**WHAT YOU SHOULD DO:** Return each line of the material below that contains the string "riverbank". Matches are case-sensitive.

▼

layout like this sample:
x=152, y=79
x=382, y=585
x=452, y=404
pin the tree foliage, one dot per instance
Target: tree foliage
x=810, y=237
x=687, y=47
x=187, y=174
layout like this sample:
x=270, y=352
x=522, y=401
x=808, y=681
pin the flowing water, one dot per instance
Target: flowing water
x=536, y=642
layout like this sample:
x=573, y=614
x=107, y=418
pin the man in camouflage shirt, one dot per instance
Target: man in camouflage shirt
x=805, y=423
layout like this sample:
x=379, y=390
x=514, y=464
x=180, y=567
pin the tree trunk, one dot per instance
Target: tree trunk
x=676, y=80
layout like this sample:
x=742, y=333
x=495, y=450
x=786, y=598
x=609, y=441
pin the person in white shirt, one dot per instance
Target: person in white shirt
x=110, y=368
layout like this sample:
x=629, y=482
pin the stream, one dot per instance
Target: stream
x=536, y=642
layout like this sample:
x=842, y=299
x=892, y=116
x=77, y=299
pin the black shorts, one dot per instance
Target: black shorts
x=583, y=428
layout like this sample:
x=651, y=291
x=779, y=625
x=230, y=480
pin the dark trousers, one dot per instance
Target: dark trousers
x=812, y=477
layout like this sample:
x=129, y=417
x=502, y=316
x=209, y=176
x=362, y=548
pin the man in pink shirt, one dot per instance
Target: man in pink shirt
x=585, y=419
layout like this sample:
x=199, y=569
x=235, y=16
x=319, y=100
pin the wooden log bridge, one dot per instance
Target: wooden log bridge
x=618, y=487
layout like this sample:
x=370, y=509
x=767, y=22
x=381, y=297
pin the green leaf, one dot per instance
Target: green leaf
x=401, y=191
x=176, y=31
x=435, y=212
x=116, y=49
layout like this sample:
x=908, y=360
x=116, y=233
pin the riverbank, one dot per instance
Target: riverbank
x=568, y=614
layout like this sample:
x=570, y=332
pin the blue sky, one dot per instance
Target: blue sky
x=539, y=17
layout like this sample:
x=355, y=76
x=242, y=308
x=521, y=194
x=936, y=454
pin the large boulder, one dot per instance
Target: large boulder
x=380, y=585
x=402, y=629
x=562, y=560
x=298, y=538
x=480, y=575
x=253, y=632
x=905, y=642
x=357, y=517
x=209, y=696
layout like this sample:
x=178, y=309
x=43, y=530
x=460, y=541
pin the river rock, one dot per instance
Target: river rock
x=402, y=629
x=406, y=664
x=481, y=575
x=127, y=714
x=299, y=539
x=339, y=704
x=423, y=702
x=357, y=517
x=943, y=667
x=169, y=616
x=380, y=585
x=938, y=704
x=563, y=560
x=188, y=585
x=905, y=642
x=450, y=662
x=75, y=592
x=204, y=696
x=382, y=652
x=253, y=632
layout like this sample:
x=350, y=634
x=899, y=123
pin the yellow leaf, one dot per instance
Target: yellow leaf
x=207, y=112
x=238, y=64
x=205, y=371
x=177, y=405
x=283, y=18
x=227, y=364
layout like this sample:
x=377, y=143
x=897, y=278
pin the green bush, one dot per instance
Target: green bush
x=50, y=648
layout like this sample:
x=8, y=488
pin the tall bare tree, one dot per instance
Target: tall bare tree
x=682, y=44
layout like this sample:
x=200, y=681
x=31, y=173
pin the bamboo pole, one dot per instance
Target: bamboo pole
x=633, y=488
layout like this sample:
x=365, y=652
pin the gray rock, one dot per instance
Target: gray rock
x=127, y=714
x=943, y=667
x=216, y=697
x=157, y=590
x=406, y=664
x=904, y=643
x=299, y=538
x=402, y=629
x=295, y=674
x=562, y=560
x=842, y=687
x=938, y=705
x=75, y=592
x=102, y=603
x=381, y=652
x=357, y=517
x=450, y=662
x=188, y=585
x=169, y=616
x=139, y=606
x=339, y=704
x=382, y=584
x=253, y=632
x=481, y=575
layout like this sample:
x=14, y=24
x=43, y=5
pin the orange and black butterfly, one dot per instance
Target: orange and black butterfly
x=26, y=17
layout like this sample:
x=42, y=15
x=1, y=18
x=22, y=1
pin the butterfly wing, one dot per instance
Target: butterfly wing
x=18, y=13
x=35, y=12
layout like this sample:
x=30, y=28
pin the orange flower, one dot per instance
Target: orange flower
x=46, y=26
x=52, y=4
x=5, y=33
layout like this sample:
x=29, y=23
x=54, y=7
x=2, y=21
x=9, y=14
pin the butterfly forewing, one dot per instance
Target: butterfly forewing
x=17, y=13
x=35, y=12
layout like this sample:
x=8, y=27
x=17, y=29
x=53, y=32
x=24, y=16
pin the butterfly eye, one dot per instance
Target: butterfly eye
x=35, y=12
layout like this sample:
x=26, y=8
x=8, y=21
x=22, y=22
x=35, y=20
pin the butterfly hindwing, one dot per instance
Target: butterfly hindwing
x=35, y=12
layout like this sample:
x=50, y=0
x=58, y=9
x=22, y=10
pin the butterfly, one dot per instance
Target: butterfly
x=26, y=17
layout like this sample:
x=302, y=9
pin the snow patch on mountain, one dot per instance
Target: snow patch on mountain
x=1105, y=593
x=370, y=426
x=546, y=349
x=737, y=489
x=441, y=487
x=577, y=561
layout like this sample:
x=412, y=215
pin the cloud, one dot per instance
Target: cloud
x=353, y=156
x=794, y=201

▲

**THE RESULT:**
pin the riverbank, one dot per instance
Target: riverbank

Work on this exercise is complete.